Please reproduce the passage of the article on Apple and Alphabet starting at "The biggest difference" and ending at "the supply and demand.", word for word.

▶ [Selection]:
■ ■ ■ ■
Market experts are blaming this new turn of events on the uncertainty around the success of the new iPhone 7 which is rumored to be released late 2016.

There is a significant decline in market confidence surrounding Apple’s ability to achieve sales growth with the introduction of the new model.

This drop in confidence has caused their shares to drop by 14%.

There is also consideration taken for the way Apple and Alphabet conduct their business.

Apple relies heavily on their devices to generate business. They have yet to venture outside of their selection of devices.

Whereas Alphabet, on the other hand, is mainly focused on software and has a broad range of services which have a large user base.

To create long-term revenue Alphabets business model is seen as more sustainable than Apple’s.

 

What does this mean for Apple and Alphabet?

Currently, there is only $100 million between the two companies, in market terms this is not a huge amount. Apple and Alphabet are virtually neck and neck as far as competition goes.

The biggest difference is the company’s attitude to business. Google play a long game; they are most famous for their search facility, and they offer a broad range of services (from mobile phones to email) using the Google brand alongside it.

Apple, on the other hand, has more innovative and exclusive products, they rely on image and brand loyalty to stay ahead. However, since Apple offers a unique service this leaves them open to being priced out of the market by competitors and their lack of expansion means they have no ‘plan b.’

 

What goes up must go down

The price of stocks ultimately (like most things) is a victim to supply and demand.

The complexity of the stock market is what fuels the supply and demand.

High company value does not always mean a high stock price.

A company’s stock price often takes into consideration the companies current value as well as the estimated value in the future.
■ ■ ■ ■
▶ [Extracted records]:
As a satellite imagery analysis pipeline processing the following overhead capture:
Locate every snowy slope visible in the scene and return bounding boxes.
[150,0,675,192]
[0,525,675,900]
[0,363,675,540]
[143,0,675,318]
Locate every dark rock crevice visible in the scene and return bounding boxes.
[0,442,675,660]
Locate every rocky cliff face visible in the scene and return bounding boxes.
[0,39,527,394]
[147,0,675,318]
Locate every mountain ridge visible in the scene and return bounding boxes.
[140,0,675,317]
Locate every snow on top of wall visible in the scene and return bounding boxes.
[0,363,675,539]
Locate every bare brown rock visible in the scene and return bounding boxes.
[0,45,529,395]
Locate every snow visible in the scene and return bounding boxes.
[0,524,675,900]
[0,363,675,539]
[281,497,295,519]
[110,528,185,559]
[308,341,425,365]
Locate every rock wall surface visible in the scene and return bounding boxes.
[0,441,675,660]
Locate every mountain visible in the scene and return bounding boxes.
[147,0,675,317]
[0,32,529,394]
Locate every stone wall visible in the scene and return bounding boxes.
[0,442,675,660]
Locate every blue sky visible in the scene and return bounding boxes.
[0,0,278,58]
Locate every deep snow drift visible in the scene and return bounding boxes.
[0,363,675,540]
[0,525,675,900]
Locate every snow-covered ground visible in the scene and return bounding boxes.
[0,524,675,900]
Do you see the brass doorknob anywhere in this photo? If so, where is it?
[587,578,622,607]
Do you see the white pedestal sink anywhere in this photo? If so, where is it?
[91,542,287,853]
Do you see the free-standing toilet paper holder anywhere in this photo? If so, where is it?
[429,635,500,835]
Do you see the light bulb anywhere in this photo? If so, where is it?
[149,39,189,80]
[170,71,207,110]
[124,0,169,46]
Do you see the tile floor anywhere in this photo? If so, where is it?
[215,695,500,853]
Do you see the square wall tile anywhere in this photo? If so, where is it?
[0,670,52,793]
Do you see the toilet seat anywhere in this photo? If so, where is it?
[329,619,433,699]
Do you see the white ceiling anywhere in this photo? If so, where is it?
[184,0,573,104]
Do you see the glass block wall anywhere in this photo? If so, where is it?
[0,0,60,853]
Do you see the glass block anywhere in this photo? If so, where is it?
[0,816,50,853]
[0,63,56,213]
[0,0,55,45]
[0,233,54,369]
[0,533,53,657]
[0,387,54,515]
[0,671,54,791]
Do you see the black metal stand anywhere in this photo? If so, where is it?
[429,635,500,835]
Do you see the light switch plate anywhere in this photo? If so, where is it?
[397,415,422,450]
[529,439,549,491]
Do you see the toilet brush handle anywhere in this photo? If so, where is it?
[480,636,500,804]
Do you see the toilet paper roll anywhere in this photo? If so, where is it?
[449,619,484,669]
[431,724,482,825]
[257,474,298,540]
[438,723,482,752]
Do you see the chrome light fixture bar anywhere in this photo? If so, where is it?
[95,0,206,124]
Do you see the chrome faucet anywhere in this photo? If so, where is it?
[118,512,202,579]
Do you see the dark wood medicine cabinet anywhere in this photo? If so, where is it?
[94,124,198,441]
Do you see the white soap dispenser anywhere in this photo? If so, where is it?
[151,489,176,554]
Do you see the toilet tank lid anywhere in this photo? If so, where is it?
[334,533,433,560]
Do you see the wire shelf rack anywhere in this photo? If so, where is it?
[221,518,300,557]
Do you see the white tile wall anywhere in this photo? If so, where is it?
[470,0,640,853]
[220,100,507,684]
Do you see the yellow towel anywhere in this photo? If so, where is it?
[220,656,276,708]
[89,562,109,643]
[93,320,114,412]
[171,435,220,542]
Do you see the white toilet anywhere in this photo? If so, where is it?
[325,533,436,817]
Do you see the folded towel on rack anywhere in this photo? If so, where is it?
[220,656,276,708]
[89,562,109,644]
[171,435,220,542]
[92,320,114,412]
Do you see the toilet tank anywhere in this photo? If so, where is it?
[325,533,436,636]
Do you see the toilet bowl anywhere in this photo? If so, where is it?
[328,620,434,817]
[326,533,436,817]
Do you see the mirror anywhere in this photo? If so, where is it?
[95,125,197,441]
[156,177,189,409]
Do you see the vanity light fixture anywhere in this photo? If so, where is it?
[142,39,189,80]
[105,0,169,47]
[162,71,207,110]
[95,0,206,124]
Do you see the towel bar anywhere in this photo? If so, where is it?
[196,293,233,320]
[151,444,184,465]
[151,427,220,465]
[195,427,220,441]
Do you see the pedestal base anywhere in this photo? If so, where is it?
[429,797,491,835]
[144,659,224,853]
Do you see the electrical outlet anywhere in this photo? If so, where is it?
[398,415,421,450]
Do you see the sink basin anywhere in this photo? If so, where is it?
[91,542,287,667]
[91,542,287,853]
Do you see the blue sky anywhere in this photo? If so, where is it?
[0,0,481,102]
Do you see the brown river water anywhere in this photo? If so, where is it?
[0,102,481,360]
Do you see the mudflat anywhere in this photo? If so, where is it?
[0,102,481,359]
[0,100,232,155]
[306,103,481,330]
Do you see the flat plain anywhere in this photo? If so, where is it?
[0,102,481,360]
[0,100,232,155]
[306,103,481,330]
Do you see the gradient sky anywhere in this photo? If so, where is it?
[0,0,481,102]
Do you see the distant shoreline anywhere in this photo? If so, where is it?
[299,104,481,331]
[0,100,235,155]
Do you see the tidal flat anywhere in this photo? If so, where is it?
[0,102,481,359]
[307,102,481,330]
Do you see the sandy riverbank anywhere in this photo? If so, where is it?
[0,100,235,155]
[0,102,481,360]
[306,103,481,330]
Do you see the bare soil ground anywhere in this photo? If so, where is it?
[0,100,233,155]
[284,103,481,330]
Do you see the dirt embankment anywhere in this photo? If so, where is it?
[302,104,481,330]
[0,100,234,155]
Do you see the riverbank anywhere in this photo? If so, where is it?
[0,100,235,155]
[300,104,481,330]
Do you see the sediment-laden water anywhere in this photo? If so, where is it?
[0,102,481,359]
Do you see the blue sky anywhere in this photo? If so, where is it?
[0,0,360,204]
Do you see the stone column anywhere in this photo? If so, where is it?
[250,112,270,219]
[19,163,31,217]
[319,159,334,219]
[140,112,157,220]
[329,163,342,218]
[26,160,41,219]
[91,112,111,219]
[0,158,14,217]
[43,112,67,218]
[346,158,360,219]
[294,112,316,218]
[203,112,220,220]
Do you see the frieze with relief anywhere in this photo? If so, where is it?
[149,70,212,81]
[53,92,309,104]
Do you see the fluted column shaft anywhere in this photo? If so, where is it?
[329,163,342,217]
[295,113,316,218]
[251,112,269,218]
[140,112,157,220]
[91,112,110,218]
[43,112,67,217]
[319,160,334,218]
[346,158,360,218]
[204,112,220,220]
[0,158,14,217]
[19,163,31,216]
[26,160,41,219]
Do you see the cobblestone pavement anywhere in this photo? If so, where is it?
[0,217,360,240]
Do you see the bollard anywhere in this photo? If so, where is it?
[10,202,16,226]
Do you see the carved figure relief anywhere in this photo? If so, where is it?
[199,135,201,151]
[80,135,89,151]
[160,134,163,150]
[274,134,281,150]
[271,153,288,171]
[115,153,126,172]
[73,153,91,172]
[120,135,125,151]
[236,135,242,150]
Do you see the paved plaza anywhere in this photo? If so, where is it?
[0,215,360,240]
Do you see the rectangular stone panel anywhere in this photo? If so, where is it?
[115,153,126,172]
■ ■ ■ ■
▶ [Task output]:
The biggest difference is the company’s attitude to business. Google play a long game; they are most famous for their search facility, and they offer a broad range of services (from mobile phones to email) using the Google brand alongside it.

Apple, on the other hand, has more innovative and exclusive products, they rely on image and brand loyalty to stay ahead. However, since Apple offers a unique service this leaves them open to being priced out of the market by competitors and their lack of expansion means they have no ‘plan b.’

 

What goes up must go down

The price of stocks ultimately (like most things) is a victim to supply and demand.

The complexity of the stock market is what fuels the supply and demand.